_Passage_:

Architecture Overview¶

System diagram¶

User's Browser (GPU/CPU)
├── Agent App (React + Vite, hosted on R2)
│   ├── Web Worker (off-main-thread inference)
│   │   ├── WebGPU runtime (GPU-accelerated, 60 tok/s)
│   │   └── WASM fallback (CPU, 10-20 tok/s)
│   ├── Model Cache (Cache Storage API, survives sessions)
│   ├── Result Storage (IndexedDB)
│   └── Optional: WebContainers (Node.js in browser)
│       ├── npm packages
│       ├── Build tools
│       └── CLI tools
├── Optional: Local Ollama (localhost:11434)
│   └── Full LLM inference (user's own models)
└── Optional: Service Worker (offline support)

Cloud Infrastructure (same as FAS)
├── Host Worker (*.freeagentstore.online → R2)
├── API Worker (api.freeagentstore.online)
│   ├── Auth (GitHub OAuth)
│   ├── KV storage
│   ├── Rooms (real-time)
│   └── Registry
├── Agent Worker (agent.freeagentstore.online)
│   └── VibeCode — AI builds agents from description
├── Publisher Worker (publish.freeagentstore.online)
├── Admin Worker (admin.freeagentstore.online)
├── Store Site (freeagentstore.online)
│   └── Static HTML from registry.json
├── D1 Database (routes, users, sessions)
├── R2 Bucket (fags-agents)
└── GitHub Org (freeagentstore-online → renamed to FreeAgentStore)

Key principle: browser is the runtime¶

Unlike every other agent marketplace that charges for compute, our agents run on the user's hardware. The store's infrastructure only handles:

Hosting — serve the app's HTML/JS/CSS from R2 (pennies)
Auth — GitHub OAuth for creators (existing pattern)

_Information supplied_:
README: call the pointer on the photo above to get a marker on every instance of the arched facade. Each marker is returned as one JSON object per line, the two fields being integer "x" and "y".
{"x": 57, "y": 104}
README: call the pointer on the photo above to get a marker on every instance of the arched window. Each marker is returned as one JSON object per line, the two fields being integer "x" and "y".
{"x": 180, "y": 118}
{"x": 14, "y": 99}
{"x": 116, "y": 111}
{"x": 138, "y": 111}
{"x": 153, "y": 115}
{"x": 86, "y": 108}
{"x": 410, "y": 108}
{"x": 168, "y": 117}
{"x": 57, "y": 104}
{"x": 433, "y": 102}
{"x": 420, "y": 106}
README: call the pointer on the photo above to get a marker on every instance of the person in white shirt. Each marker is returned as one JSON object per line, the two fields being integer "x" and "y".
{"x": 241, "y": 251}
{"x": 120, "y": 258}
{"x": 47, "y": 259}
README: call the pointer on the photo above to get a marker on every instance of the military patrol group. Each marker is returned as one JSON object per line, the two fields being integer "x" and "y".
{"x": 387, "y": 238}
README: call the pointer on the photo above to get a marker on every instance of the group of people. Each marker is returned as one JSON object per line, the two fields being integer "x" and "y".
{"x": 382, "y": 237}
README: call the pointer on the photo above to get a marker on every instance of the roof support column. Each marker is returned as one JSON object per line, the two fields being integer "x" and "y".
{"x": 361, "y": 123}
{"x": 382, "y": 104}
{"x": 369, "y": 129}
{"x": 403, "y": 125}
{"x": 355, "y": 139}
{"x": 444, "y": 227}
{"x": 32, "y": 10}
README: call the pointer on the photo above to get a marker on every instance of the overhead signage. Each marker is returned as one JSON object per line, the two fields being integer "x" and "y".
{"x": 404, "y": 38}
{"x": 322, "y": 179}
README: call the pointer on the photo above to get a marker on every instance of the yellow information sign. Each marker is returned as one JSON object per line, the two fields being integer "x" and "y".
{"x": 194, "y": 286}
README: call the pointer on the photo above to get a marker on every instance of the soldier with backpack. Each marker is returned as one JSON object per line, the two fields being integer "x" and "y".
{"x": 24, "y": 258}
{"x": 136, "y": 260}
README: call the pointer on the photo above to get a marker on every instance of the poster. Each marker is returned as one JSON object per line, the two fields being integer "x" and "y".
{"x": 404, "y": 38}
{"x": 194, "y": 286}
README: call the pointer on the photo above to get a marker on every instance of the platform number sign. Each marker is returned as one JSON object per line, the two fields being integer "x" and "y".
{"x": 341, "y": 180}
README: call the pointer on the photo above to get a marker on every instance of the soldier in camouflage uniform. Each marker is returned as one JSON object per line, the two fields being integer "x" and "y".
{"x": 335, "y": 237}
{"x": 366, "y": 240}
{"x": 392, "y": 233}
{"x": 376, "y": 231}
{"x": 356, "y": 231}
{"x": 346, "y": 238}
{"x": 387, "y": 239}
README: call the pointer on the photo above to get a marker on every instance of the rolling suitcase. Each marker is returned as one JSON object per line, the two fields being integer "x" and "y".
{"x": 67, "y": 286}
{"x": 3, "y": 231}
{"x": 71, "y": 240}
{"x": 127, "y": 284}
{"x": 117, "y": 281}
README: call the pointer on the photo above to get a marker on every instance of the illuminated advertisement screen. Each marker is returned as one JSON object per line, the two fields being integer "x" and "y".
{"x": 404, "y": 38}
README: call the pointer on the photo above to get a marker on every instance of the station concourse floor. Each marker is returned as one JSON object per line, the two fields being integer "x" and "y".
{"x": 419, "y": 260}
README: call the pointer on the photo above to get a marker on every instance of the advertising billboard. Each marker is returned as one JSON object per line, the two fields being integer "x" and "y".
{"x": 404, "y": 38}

_Task statement_:
Reproduce the architecture overview in full, word for word. These entries were drawn from a source unrelated to the architecture overview.

_Task response_:
Architecture Overview¶

System diagram¶

User's Browser (GPU/CPU)
├── Agent App (React + Vite, hosted on R2)
│   ├── Web Worker (off-main-thread inference)
│   │   ├── WebGPU runtime (GPU-accelerated, 60 tok/s)
│   │   └── WASM fallback (CPU, 10-20 tok/s)
│   ├── Model Cache (Cache Storage API, survives sessions)
│   ├── Result Storage (IndexedDB)
│   └── Optional: WebContainers (Node.js in browser)
│       ├── npm packages
│       ├── Build tools
│       └── CLI tools
├── Optional: Local Ollama (localhost:11434)
│   └── Full LLM inference (user's own models)
└── Optional: Service Worker (offline support)

Cloud Infrastructure (same as FAS)
├── Host Worker (*.freeagentstore.online → R2)
├── API Worker (api.freeagentstore.online)
│   ├── Auth (GitHub OAuth)
│   ├── KV storage
│   ├── Rooms (real-time)
│   └── Registry
├── Agent Worker (agent.freeagentstore.online)
│   └── VibeCode — AI builds agents from description
├── Publisher Worker (publish.freeagentstore.online)
├── Admin Worker (admin.freeagentstore.online)
├── Store Site (freeagentstore.online)
│   └── Static HTML from registry.json
├── D1 Database (routes, users, sessions)
├── R2 Bucket (fags-agents)
└── GitHub Org (freeagentstore-online → renamed to FreeAgentStore)

Key principle: browser is the runtime¶

Unlike every other agent marketplace that charges for compute, our agents run on the user's hardware. The store's infrastructure only handles:

Hosting — serve the app's HTML/JS/CSS from R2 (pennies)
Auth — GitHub OAuth for creators (existing pattern)